→ AUFGABE A
Zeige jede Zeile der Datensätze weiter unten, die das Wort „washing“ enthält, und achte dabei auf Groß- und Kleinschreibung.

Washington. Am Donnerstag, um 16.33 Uhr mitteleuropäischer Zeit, plumpste ein schlichtes E-Mail in die elektronischen Briefkästen von Journalisten in aller Herren Länder. Die Presseabteilung des Internationalen Währungsfonds (IWF) gab bekannt, dass eine neue Analyse der Tragfähigkeit der griechischen Staatsschuld bereitliege.

Die Vertreter der europäischen Mitgliedstaaten im Fonds hatten noch am Mittwoch vergeblich versucht, diese Veröffentlichung so knapp vor dem sonntäglichen Referendum zu verhindern. Doch allen voran die Amerikaner machten Druck, das Papier zu verbreiten. Sie vertreten seit Ausbruch der Griechenland-Krise die Ansicht, dass mittels Schuldenschnitt rasch Tabula rasa gemacht werden müsse, um den Schaden für die Weltkonjunktur zu minimieren – vor allem, weil US-Banken schon vor dem Einspringen der Eurostaaten als Kreditgeber und der damit verbundenen Entlastung der privaten Kreditgeber kaum auf dem griechischen Markt tätig gewesen waren.

„Schwache Reformbemühung“

Das Papier war eine vernichtende Kritik an fünf Monaten griechischer Haushalts- und Wirtschaftspolitik unter dem linkspopulistischen Ministerpräsidenten Alexis Tsipras und seinem rechtsextremen Koalitionspartner Anel. Als die Ökonomen des IWF im Mai 2014 zum bis dato letzten Mal den griechischen Schuldenstand untersuchten, habe es so ausgesehen, als führe das von IWF, Europäischer Zentralbank und Europäischer Kommission kontrollierte Programm aus Einsparungen, neuen Steuereinnahmen und wirtschaftlichen Strukturreformen dazu, dass der griechische Staat seine Verbindlichkeiten eines Tages wieder selbst bedienen könnte. „Ende Sommer 2014, angesichts weiterhin gesunkener Zinssätze, schien es, dass keine zusätzliche Schuldenerleichterung notwendig gewesen wären, wenn das Programm vom November 2012 so umgesetzt worden wäre wie beschlossen.“

Doch Ende Jänner kamen Tsipras' Partei Syriza und Anel an die Macht, und das warf den Reformzug von den Geleisen. „Signifikante Änderungen in der Politik seither – nicht zuletzt niedrigere Primärüberschüsse und schwache Reformbemühungen, die Wachstum und Privatisierung belasten werden – führen zu einem substanziellen neuen Finanzierungsbedarf“, heißt es in der Analyse. „Zusätzlich zu der extrem hohen bestehenden Schuld macht dieser neue Bedarf die Schuldendynamik untragbar.“

Tsipras hat sein Land also noch abhängiger von Wohlwollen und Zahlungsbereitschaft seiner ausländischen Geldgeber gemacht. Zumindest die Laufzeiten der bestehenden europäischen Darlehen müssten deutlich verlängert werden, während neue europäische Finanzierungen bereitgestellt werden müssten, um den hellenischen Staatsbankrott abzuwenden, befindet der IWF. Die griechische Regierung selbst beziffert diese Finanzierungslücke mit 50 Milliarden Euro für den Zeitraum vom heurigen Oktober bis Ende 2018. Würde das in der bisherigen Weise zwischen Eurozonenländern und IWF aufgeteilt, müssten die Europäer 36 Milliarden Euro beitragen, um Griechenland zumindest über die nächsten drei Jahre zu bringen.

→ AUFGABE B
Gib aus dem Artikel über die IWF-Analyse zu Griechenland oben den Abschnitt wörtlich aus, beginnend bei „Die Vertreter der“ und endend bei „tätig gewesen waren.“.

→ Datensätze mit Punktangaben
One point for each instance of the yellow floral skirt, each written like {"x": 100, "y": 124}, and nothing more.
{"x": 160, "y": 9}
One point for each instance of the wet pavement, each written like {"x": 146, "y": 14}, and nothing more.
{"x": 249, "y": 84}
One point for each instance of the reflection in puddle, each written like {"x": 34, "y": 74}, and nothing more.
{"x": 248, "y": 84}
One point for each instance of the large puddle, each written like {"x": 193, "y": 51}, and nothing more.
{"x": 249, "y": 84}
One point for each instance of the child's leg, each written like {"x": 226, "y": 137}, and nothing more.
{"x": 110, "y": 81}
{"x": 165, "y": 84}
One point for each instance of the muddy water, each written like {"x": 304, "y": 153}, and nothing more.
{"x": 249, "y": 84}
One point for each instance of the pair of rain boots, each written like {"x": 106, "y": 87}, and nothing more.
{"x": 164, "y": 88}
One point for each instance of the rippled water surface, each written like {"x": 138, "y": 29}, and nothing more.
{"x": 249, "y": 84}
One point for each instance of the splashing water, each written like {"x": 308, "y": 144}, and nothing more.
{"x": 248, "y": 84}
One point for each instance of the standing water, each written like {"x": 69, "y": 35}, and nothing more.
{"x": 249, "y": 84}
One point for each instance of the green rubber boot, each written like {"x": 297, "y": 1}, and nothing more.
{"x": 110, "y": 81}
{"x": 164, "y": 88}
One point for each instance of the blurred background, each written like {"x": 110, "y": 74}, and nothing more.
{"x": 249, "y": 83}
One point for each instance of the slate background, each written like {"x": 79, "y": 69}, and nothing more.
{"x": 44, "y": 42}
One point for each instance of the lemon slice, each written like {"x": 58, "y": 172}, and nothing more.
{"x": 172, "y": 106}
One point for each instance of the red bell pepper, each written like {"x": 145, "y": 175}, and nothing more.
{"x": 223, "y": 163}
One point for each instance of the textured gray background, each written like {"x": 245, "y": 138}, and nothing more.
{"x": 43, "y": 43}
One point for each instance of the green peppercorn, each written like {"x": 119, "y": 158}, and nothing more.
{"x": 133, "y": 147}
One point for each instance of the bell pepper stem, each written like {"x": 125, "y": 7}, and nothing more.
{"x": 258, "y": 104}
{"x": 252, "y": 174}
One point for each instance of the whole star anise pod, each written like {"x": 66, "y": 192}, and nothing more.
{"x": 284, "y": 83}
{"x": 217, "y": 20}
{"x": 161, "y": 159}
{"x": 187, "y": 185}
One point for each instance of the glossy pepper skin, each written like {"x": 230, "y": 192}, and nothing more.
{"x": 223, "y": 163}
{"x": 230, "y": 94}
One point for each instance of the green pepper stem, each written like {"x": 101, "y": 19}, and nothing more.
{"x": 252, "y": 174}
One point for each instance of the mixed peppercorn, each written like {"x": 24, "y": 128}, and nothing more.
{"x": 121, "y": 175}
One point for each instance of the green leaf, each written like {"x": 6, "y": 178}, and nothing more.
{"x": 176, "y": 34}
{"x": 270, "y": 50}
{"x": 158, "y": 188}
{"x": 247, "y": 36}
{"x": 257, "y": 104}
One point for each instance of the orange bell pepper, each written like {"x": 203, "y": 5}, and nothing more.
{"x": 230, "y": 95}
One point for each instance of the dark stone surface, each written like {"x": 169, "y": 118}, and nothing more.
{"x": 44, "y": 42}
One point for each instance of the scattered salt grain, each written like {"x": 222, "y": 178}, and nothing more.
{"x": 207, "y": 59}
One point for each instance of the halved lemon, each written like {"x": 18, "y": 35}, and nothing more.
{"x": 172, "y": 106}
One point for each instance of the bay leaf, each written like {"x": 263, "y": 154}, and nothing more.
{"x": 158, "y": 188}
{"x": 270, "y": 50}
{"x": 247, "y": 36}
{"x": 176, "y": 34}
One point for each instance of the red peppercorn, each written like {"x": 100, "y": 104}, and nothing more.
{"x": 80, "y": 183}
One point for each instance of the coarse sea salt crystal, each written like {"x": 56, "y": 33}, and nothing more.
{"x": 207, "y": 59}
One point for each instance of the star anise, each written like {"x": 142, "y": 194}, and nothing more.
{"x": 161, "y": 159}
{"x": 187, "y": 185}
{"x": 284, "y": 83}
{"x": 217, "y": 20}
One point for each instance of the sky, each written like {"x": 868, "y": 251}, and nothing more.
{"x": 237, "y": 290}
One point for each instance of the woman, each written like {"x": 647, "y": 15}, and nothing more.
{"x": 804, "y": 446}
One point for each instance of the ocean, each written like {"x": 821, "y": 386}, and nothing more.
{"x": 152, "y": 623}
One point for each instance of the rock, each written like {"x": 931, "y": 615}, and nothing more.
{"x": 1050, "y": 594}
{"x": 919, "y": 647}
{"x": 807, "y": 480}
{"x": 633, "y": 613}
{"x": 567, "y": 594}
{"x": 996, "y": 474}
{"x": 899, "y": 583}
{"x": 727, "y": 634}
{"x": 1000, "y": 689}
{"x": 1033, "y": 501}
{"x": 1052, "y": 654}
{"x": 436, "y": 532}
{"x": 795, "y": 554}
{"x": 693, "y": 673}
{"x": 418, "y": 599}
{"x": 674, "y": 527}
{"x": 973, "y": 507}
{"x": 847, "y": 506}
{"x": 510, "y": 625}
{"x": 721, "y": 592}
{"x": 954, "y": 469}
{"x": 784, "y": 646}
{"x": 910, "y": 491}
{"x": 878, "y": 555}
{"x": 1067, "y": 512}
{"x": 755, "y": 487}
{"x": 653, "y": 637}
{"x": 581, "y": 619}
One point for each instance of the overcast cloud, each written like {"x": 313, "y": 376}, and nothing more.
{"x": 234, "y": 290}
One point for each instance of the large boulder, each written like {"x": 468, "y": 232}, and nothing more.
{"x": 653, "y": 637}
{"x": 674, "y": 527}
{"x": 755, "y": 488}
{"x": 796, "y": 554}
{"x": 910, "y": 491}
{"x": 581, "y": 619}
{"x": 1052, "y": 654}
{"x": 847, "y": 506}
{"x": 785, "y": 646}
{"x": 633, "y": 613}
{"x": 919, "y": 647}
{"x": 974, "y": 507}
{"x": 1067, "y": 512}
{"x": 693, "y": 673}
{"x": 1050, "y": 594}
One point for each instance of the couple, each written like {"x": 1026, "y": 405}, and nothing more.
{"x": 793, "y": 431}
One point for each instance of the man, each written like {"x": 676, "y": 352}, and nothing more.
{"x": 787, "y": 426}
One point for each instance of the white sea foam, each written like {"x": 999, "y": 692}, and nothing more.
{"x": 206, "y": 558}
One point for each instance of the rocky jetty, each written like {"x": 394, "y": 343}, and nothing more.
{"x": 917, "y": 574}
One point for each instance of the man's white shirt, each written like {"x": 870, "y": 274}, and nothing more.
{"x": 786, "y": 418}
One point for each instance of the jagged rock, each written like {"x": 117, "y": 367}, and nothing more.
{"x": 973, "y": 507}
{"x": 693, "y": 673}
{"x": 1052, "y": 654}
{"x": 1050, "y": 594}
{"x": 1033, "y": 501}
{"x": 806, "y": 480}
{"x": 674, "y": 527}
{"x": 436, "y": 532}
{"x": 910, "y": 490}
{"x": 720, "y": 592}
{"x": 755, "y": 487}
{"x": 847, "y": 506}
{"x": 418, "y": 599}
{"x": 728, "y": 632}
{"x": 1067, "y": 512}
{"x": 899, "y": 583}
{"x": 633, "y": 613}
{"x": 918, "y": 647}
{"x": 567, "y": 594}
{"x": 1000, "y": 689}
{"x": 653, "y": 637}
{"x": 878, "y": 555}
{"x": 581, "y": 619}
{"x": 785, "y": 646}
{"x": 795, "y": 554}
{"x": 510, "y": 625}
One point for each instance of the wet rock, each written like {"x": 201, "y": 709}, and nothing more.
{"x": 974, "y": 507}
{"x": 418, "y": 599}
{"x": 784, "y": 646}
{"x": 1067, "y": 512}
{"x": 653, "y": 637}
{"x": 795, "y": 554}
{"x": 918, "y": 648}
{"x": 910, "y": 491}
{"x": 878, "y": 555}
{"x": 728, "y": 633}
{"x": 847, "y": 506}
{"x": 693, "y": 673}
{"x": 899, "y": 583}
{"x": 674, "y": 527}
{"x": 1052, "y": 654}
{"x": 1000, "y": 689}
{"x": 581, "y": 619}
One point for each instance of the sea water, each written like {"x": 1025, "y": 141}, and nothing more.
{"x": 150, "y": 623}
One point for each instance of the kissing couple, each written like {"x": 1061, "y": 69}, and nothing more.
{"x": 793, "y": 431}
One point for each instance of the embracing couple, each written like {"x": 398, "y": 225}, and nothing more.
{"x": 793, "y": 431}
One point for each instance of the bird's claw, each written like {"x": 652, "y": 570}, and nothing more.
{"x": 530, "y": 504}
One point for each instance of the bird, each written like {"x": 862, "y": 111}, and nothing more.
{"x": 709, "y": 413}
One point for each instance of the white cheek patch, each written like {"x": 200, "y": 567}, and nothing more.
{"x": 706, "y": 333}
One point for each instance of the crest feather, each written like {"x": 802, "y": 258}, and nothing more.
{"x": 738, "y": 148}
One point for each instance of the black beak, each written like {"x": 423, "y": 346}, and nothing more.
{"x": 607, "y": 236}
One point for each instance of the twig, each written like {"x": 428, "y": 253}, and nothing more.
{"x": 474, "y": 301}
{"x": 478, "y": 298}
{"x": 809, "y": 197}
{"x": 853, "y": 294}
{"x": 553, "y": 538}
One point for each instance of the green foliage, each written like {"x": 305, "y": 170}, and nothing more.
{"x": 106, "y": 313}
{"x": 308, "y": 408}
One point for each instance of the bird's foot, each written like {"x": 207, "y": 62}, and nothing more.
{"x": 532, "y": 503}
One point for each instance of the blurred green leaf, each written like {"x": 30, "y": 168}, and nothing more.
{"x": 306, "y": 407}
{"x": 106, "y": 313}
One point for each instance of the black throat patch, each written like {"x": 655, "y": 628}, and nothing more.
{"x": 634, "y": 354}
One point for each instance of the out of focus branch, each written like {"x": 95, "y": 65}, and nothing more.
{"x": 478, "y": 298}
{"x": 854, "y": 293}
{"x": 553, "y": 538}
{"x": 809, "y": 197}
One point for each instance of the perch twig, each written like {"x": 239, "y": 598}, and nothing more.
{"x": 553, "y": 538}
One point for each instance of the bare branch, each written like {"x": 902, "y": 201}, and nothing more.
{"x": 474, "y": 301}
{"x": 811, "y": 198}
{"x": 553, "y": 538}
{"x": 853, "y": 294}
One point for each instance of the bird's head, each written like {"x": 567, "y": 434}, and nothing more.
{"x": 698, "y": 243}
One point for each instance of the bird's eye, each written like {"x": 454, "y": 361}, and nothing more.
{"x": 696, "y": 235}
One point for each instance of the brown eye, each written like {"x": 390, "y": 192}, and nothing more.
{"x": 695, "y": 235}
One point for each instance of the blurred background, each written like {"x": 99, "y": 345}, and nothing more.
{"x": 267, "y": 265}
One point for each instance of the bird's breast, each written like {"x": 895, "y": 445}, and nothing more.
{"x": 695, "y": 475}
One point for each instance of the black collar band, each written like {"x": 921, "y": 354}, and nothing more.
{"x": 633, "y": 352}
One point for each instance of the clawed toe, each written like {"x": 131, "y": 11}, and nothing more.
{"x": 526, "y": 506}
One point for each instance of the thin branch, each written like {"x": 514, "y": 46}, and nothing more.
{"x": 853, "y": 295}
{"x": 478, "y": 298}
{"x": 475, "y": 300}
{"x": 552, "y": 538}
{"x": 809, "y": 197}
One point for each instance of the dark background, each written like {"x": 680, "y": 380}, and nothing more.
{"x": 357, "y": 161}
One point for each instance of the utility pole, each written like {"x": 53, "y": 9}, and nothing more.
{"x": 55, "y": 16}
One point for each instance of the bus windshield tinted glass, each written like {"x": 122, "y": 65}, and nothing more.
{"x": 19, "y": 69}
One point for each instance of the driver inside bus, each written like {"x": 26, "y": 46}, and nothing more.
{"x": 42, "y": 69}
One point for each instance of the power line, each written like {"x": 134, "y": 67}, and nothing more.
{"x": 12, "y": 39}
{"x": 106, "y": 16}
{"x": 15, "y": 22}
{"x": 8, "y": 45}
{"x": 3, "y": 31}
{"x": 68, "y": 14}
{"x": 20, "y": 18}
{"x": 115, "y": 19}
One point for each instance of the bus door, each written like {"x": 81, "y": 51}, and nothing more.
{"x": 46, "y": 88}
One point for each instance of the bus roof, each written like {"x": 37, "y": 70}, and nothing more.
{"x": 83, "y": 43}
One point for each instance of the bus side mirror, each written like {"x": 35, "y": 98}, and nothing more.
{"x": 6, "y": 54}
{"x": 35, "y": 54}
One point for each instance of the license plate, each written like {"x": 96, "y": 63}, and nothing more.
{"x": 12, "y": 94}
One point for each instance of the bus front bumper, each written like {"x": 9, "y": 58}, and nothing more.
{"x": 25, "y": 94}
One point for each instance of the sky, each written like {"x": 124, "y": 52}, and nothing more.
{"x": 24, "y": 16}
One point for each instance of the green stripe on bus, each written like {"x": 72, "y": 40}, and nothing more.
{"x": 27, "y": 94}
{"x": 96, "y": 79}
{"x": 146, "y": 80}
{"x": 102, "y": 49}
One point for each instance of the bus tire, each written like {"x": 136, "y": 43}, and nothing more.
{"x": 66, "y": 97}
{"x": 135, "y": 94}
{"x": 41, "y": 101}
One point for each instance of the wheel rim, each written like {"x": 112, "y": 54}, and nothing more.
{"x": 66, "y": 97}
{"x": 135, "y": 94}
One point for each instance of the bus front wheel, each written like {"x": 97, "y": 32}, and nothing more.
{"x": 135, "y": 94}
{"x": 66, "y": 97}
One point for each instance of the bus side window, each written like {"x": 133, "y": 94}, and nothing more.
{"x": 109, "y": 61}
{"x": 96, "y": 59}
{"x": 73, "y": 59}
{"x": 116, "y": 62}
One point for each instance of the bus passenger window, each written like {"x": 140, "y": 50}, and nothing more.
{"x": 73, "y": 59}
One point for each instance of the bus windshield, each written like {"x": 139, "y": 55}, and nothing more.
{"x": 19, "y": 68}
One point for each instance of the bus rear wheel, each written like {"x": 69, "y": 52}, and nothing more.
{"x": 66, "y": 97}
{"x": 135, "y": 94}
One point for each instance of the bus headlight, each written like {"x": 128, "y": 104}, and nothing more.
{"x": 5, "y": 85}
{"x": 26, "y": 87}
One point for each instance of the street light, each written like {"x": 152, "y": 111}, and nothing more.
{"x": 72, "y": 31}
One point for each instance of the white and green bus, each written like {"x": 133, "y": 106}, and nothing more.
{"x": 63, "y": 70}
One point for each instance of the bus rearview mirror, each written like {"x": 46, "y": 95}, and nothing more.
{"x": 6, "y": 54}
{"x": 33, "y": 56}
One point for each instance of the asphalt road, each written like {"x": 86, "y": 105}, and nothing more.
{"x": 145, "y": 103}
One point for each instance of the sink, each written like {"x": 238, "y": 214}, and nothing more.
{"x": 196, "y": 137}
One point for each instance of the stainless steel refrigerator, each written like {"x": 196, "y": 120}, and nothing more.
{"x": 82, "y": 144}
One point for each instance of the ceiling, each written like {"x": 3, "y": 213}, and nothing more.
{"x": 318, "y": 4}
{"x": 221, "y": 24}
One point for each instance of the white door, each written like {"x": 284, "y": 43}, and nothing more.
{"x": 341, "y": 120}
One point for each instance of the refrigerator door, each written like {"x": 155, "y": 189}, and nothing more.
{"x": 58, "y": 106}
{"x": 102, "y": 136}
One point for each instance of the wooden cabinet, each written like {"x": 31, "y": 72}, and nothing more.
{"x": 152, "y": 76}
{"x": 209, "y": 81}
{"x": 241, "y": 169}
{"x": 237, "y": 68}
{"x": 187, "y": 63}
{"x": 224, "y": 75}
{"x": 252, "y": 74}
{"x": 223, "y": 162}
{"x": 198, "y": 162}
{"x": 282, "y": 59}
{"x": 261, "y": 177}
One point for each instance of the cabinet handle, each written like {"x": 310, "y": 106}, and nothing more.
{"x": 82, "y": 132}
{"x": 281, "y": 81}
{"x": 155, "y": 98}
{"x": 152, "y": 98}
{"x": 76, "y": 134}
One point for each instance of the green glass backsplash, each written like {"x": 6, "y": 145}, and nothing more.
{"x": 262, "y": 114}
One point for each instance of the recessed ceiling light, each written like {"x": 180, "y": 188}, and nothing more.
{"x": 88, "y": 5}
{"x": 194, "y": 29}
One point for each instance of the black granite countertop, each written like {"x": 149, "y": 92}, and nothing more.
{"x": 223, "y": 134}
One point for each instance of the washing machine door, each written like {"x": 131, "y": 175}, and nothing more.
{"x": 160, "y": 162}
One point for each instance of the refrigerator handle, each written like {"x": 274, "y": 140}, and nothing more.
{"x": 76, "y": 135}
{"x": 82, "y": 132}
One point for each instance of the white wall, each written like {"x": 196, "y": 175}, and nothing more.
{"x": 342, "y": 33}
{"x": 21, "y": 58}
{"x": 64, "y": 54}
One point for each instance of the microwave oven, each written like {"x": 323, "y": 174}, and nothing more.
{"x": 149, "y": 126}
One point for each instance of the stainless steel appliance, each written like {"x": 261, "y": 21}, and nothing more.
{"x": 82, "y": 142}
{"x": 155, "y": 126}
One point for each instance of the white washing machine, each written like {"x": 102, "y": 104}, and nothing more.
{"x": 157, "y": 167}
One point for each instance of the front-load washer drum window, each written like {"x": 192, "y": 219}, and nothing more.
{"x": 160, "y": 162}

→ ANTWORT A
One point for each instance of the washing machine door, each written like {"x": 131, "y": 175}, and nothing more.
One point for each instance of the white washing machine, each written like {"x": 102, "y": 104}, and nothing more.

→ ANTWORT B
Die Vertreter der europäischen Mitgliedstaaten im Fonds hatten noch am Mittwoch vergeblich versucht, diese Veröffentlichung so knapp vor dem sonntäglichen Referendum zu verhindern. Doch allen voran die Amerikaner machten Druck, das Papier zu verbreiten. Sie vertreten seit Ausbruch der Griechenland-Krise die Ansicht, dass mittels Schuldenschnitt rasch Tabula rasa gemacht werden müsse, um den Schaden für die Weltkonjunktur zu minimieren – vor allem, weil US-Banken schon vor dem Einspringen der Eurostaaten als Kreditgeber und der damit verbundenen Entlastung der privaten Kreditgeber kaum auf dem griechischen Markt tätig gewesen waren.